Items from a dataset:
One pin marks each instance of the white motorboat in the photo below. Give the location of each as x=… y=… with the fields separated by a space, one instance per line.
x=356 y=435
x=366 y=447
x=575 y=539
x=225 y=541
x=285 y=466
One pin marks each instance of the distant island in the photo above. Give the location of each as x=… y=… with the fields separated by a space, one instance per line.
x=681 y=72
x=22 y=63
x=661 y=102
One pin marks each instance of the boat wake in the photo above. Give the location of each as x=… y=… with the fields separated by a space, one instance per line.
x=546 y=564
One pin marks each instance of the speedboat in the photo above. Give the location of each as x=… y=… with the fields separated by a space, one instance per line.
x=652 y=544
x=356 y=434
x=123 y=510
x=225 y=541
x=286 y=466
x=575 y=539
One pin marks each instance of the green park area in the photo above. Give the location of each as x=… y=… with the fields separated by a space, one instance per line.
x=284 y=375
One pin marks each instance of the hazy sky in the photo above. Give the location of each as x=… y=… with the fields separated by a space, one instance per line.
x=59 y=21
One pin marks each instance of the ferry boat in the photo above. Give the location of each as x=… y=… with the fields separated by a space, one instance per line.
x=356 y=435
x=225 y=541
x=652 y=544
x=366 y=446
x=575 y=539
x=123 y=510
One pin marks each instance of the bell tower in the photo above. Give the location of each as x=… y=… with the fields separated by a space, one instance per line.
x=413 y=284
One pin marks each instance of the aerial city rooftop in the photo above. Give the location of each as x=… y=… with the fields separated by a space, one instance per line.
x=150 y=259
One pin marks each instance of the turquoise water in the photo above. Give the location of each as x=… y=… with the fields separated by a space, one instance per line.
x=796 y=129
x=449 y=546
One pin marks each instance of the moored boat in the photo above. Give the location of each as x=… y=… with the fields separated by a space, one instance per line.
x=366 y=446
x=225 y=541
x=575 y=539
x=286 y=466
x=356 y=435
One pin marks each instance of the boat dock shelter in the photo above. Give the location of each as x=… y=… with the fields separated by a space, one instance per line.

**The exercise**. Write out the rows from the start through the line with "x=413 y=284", substituting "clock tower" for "bell tower" and changing nothing else.

**Output for this task**.
One pin marks each instance of the white motorboat in the photo below. Give the location of each as x=… y=… with the fields separated by a space, one instance per line.
x=356 y=435
x=366 y=447
x=575 y=539
x=225 y=541
x=285 y=466
One pin marks each instance of the distant island in the photo above. Give the location of each as x=… y=… with the fields separated by a space, one instance per line.
x=681 y=72
x=22 y=63
x=661 y=102
One pin marks each instance of the boat wake in the photo above. Give the location of each as x=… y=… with the fields separated by a space, one instance per line.
x=546 y=564
One pin marks each instance of the speedboat in the photo above. Give the location of each as x=… y=… with the fields separated by a space, one instance per line.
x=652 y=544
x=356 y=434
x=123 y=510
x=225 y=541
x=286 y=466
x=575 y=539
One pin marks each instance of the green park area in the photo above. Give the location of each as x=… y=… with the fields separated by a space, one instance per line.
x=284 y=375
One pin marks each instance of the hazy sky in the photo above. Give the location of each as x=… y=… with the fields separated by a space, one instance per line.
x=59 y=21
One pin marks each instance of the ferry boat in the photo above. Give the location of each as x=… y=… with the fields separated by a space, one instance per line.
x=356 y=435
x=225 y=541
x=652 y=544
x=366 y=446
x=575 y=539
x=123 y=510
One pin marks each instance of the clock tower in the photo above. Give the location of each as x=… y=… with the fields separated by a space, one instance per line.
x=413 y=284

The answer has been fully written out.